* _Work to be completed_: Collect every line in the records below that contains the string "rear", and copy each such line in full. Case counts: a match must have the same uppercase and lowercase letters.
# # # # #
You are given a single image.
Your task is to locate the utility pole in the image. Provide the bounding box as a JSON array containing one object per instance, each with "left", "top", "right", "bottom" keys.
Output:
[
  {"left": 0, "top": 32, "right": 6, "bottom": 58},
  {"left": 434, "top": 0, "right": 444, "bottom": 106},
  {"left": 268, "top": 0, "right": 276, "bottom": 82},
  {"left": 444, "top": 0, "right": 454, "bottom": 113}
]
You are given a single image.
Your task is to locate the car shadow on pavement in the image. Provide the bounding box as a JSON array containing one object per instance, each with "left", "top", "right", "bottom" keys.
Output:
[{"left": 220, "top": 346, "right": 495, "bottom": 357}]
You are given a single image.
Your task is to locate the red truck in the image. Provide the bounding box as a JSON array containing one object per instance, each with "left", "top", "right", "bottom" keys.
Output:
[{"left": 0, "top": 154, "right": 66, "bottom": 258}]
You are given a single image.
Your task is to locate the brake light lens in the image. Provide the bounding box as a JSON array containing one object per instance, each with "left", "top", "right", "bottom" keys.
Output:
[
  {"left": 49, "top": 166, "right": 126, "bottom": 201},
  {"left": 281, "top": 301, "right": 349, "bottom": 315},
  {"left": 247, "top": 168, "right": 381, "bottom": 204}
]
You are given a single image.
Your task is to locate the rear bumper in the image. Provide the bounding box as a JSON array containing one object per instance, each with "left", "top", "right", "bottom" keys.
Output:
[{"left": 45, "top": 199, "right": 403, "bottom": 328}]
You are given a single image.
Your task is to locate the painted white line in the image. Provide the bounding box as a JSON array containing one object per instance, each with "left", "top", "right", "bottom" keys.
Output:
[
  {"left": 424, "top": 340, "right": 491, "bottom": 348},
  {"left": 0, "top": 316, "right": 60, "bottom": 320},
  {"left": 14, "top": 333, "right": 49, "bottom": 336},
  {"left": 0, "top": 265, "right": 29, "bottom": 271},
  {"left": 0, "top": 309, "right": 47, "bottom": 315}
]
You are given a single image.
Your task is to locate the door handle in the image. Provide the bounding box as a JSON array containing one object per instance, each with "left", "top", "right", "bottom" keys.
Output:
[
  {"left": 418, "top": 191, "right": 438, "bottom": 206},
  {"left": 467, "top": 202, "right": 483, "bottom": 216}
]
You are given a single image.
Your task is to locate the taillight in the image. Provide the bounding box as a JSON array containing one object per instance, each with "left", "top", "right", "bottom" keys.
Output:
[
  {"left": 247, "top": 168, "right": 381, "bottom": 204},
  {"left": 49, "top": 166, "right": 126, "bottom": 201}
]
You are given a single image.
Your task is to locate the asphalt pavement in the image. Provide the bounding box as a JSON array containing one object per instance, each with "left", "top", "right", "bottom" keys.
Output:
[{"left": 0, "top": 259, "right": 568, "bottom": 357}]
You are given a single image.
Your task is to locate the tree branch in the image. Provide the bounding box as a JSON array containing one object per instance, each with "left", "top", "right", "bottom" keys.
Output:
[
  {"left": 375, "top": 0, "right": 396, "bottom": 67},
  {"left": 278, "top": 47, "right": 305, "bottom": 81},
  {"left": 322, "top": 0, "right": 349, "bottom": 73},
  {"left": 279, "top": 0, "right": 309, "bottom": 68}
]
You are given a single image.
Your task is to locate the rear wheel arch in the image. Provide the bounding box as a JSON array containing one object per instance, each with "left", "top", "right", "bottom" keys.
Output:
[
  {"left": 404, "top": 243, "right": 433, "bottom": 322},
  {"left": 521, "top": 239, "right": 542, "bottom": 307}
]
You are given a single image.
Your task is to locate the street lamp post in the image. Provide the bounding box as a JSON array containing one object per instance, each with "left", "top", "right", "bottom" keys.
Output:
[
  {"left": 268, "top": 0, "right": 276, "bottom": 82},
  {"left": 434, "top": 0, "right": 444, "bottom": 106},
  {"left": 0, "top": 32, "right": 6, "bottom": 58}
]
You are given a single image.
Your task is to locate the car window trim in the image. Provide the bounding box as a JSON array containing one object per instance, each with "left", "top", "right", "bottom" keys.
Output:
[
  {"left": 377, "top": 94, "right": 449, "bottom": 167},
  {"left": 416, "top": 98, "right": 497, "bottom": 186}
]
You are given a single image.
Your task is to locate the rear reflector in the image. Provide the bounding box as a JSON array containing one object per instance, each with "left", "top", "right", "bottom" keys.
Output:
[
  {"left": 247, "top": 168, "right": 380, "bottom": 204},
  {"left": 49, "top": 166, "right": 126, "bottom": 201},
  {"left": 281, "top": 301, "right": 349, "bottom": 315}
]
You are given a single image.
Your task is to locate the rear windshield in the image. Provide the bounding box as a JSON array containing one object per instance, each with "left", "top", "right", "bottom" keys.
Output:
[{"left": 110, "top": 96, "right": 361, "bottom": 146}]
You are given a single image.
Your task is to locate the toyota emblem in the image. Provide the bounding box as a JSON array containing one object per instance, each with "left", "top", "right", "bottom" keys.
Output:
# # # # #
* _Answer to this task_:
Your task is to locate the rear bumper in the image. Provide the bounding box as a JSON array containing one object per instance, each with "left", "top", "right", "bottom" keys.
Your task is to locate the rear wheel arch in the image. Provide the bounding box as a JSON array containing one object per instance, each with "left", "top", "right", "bottom" keys.
Your task is to locate the rear reflector in the image. Provide the bounding box as a JSON array containing one object per instance, each with "left", "top", "right", "bottom" keys.
Your task is to locate the rear windshield in the image. Provide the bounding box as a JSON array containing one object per instance, each with "left", "top", "right", "bottom" keys.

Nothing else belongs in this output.